Aufgabe 1
Was scheint laut der Quelle Ruthven nach Verletzungen zurückzubringen, die einen Menschen getötet hätten?

————

Interessant ist, dass in „The Vampyre“ tatsächlich viele Eigenschaften des modernen Vampirs angelegt sind: Ruthven ist offensichtlich ein Außenseiter, aber er weiß Menschen zu faszinieren und zu beeinflussen. Er gibt sich aristokratisch, bewegt sich elegant in der Gesellschaft und tritt vor allem als Verführer in Erscheinung, vielleicht gerade weil er spürbar einen Fuß außerhalb der sozial akzeptierten Welt hat. Auch in seiner Beziehung zu Aubrey gibt es Anklänge davon. Ruthven kann sich von Verletzungen erholen, die einen Menschen getötet hätten (hier scheint es das Mondlicht zu sein, das ihn zurückbringt – eine Idee, die später in dem Fortsetzungsroman „Varney der Vampir“ aufgegriffen wird) und er ist unter zahlreichen Namen unterwegs. Auch das ist ein beliebter Trope in klassischen Vampirromanen, z.B. in Sheridan le Fanus „Carmilla“.

————

Aufgabe 2
Stelle den Abschnitt der Einträge, der mit der Zeile beginnt, die „Indicate the overcast“ enthält, und mit dem Ende der Einträge schließt, als nummerierte Liste dar. Lass dabei Leerzeilen weg.

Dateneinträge
————

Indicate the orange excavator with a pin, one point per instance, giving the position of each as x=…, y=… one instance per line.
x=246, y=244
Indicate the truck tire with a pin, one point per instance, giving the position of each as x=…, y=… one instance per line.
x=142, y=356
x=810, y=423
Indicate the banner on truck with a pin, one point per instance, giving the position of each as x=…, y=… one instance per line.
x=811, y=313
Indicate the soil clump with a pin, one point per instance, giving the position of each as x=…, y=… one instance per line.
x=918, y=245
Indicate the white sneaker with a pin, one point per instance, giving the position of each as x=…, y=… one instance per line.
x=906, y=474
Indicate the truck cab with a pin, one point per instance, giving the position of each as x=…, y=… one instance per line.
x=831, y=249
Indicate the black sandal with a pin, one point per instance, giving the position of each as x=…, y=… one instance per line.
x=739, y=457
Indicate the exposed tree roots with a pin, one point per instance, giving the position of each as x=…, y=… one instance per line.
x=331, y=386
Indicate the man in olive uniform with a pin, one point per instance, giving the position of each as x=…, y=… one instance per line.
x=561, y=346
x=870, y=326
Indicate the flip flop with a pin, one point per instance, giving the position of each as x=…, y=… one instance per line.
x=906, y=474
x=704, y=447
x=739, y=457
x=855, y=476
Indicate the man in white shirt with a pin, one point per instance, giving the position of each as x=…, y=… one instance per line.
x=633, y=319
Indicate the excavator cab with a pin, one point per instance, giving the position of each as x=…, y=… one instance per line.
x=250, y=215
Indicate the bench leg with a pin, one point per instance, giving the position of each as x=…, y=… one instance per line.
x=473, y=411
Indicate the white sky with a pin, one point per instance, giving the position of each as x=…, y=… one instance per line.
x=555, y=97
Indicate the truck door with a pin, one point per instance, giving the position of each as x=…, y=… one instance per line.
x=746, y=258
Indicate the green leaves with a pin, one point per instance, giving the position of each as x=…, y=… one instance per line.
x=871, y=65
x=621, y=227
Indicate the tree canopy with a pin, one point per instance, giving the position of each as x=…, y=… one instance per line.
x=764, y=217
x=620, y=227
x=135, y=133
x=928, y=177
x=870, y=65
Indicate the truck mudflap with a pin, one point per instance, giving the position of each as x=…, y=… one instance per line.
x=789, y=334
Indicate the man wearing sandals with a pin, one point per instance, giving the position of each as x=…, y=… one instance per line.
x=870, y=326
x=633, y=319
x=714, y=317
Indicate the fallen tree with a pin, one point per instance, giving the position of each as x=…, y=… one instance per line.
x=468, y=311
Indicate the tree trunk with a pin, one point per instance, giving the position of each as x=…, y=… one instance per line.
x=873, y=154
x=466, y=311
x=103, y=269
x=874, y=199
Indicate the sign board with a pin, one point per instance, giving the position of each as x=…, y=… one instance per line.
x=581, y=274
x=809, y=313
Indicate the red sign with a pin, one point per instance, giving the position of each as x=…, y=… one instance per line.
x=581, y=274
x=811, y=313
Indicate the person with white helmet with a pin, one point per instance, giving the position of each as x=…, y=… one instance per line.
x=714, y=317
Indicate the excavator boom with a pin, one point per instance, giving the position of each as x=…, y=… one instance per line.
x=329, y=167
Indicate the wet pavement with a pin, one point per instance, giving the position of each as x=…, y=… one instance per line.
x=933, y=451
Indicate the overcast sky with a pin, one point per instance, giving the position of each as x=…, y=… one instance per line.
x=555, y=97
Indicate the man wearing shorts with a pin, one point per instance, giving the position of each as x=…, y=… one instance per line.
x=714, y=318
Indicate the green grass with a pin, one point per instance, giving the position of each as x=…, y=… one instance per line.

————

Antwort 1
Das Mondlicht.

Antwort 2
1. Indicate the overcast sky with a pin, one point per instance, giving the position of each as x=…, y=… one instance per line.
2. x=555, y=97
3. Indicate the man wearing shorts with a pin, one point per instance, giving the position of each as x=…, y=… one instance per line.
4. x=714, y=318
5. Indicate the green grass with a pin, one point per instance, giving the position of each as x=…, y=… one instance per line.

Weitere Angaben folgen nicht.